Copy each line of the entries that contains the word "young".

Start of DATA

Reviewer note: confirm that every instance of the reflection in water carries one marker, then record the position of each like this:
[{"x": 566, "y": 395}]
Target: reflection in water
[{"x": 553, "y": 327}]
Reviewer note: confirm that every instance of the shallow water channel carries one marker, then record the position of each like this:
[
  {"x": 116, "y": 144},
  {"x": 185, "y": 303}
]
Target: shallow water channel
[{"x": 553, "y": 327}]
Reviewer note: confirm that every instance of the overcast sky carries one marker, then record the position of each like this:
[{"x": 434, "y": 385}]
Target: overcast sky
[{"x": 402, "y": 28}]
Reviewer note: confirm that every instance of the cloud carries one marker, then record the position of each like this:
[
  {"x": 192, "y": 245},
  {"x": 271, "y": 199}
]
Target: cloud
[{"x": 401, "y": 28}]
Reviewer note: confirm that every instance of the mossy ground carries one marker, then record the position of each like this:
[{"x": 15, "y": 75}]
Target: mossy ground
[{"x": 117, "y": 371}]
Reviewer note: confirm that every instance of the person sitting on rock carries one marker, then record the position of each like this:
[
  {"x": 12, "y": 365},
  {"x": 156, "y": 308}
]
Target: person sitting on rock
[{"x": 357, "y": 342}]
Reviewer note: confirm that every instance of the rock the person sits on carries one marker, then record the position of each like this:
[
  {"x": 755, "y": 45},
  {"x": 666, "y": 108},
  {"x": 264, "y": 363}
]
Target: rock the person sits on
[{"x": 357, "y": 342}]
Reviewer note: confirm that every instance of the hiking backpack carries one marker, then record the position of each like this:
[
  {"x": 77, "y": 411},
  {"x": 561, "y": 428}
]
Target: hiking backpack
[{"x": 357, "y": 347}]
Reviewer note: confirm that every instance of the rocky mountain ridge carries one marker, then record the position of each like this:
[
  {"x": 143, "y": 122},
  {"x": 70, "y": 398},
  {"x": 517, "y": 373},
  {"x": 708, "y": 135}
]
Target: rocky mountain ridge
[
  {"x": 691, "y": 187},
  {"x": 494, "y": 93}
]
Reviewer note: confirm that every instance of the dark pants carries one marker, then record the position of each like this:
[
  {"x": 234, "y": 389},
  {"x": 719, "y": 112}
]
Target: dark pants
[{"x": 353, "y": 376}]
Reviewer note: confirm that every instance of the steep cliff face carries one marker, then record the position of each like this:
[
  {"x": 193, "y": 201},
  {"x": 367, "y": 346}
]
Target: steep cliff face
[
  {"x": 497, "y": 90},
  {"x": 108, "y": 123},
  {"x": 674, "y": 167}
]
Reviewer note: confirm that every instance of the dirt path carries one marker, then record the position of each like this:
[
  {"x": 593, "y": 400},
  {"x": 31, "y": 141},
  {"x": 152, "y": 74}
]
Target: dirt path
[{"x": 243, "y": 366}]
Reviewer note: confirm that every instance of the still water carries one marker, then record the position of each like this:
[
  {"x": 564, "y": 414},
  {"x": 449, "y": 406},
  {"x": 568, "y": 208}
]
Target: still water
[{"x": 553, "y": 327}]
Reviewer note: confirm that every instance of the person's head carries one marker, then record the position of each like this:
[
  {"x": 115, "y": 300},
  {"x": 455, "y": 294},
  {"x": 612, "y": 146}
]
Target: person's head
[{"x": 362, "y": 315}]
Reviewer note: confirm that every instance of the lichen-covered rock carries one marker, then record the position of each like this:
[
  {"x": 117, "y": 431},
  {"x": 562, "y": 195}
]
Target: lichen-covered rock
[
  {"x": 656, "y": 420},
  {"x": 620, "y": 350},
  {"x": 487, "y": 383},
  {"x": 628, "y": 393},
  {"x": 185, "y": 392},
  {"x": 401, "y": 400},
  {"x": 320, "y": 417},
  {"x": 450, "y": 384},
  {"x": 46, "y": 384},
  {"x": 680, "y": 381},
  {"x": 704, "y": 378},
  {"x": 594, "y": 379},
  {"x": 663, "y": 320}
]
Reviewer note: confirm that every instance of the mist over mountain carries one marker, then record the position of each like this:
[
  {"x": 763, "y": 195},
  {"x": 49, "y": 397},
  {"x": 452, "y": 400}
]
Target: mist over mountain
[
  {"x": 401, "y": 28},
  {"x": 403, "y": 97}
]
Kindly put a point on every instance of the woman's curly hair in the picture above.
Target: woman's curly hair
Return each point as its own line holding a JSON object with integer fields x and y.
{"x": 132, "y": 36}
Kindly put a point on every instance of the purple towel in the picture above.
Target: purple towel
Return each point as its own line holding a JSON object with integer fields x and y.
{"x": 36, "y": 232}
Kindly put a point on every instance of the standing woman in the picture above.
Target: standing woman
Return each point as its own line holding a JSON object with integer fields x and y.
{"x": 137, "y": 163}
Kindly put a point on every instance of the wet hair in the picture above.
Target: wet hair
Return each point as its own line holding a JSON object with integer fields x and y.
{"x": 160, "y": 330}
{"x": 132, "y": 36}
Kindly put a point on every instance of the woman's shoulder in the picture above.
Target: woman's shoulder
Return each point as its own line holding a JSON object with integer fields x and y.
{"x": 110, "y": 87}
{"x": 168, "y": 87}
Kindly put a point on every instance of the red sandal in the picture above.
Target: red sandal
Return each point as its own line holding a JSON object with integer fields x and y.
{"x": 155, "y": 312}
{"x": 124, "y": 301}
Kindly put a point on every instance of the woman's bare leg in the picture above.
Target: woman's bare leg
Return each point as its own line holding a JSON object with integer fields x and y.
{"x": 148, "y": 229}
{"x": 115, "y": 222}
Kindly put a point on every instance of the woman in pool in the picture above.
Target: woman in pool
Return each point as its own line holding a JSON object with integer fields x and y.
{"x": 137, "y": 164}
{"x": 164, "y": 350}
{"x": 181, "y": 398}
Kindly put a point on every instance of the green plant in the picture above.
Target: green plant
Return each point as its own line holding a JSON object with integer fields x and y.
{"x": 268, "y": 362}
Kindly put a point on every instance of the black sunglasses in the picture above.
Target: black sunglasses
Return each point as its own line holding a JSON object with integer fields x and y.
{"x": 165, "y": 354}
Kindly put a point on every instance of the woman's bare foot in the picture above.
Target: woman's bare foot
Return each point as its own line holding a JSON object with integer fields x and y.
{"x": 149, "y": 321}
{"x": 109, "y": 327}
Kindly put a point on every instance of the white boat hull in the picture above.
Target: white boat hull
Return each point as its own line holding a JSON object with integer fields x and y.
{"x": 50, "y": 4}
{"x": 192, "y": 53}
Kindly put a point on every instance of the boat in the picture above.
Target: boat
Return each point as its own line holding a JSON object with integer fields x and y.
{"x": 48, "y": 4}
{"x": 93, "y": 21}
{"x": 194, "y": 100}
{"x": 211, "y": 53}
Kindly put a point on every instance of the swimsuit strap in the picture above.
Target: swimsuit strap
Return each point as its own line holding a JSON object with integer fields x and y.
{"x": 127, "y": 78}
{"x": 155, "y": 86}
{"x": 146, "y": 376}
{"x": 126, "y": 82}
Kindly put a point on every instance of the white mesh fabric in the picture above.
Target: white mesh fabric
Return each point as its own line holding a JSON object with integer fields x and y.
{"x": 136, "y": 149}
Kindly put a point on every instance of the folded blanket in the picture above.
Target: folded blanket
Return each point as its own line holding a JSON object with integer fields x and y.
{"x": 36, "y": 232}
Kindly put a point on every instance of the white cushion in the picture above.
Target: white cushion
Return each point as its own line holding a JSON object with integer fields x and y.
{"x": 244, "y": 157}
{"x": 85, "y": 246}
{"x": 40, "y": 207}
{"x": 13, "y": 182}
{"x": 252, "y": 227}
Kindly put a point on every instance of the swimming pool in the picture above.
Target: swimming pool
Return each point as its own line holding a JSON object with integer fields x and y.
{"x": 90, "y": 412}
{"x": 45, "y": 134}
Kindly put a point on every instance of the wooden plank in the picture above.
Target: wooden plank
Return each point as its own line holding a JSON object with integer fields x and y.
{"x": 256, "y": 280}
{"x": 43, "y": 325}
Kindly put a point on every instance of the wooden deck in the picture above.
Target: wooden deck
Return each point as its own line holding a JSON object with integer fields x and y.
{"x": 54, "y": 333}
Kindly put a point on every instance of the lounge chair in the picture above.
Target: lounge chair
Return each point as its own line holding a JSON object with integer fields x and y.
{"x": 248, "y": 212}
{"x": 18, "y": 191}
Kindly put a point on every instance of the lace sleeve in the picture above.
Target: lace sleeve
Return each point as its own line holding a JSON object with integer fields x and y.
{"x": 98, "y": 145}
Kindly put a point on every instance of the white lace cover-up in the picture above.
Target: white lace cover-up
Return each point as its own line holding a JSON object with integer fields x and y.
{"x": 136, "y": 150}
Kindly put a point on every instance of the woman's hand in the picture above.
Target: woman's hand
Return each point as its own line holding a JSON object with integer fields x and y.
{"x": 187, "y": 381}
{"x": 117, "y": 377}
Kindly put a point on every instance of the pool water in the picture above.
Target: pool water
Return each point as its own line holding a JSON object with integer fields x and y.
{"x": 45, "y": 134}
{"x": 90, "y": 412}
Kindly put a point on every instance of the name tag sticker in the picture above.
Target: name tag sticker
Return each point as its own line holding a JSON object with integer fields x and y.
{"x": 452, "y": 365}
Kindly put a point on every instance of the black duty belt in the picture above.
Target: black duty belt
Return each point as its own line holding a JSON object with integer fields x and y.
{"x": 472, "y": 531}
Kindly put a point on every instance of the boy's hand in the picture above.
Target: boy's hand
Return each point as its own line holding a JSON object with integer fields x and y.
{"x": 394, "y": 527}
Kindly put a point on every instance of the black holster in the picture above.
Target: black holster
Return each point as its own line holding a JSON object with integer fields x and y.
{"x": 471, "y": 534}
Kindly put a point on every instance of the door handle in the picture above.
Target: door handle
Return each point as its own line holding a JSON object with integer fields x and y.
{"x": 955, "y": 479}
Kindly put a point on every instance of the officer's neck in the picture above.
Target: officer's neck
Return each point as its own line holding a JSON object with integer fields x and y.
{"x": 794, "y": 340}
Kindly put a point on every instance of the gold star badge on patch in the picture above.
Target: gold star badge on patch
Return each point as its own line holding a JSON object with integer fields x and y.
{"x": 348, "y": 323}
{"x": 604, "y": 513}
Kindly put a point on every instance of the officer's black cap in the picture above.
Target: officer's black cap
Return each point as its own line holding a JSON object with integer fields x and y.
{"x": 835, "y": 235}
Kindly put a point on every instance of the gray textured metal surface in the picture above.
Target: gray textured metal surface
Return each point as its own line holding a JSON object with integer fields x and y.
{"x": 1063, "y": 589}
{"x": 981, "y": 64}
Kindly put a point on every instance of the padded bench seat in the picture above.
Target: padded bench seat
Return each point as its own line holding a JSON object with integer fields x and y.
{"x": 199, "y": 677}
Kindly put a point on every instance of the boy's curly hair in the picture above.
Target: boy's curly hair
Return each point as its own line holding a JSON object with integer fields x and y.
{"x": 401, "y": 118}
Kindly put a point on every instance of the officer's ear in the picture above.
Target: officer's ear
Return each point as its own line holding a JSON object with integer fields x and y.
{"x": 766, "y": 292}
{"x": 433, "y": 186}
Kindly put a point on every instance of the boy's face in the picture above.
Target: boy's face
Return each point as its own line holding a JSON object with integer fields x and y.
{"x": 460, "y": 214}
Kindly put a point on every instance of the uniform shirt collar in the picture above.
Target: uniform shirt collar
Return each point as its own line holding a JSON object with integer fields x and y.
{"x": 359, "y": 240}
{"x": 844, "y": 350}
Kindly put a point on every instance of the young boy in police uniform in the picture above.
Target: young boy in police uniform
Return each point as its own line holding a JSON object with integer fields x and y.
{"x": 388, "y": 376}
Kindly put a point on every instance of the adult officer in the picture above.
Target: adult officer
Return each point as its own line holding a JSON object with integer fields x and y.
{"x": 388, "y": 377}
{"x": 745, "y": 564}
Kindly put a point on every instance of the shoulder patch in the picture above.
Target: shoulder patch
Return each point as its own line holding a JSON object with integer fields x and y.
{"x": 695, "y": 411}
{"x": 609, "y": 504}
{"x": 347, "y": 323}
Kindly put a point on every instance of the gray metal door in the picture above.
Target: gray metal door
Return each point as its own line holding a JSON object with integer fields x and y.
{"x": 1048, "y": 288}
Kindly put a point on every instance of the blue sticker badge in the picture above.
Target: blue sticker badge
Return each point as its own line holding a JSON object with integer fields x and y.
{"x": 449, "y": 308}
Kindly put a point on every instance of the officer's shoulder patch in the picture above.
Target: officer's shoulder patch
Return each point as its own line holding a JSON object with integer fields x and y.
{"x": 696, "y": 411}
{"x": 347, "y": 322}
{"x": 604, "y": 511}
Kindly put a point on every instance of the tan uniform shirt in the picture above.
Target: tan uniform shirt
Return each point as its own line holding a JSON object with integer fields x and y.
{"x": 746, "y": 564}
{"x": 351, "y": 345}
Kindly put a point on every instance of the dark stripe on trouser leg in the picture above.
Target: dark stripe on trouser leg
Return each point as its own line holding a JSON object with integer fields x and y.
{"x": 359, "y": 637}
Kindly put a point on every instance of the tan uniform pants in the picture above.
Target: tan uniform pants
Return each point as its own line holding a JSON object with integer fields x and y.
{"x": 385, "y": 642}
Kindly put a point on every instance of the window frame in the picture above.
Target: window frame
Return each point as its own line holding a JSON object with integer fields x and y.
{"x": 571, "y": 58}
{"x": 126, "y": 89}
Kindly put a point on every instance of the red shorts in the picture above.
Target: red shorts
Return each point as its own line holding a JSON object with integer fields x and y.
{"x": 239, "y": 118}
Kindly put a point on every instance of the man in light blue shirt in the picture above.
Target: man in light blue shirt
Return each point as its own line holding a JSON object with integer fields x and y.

End of DATA

FINISHED TASK:
Kindly put a point on every instance of the young boy in police uniform in the picture above.
Target: young boy in police uniform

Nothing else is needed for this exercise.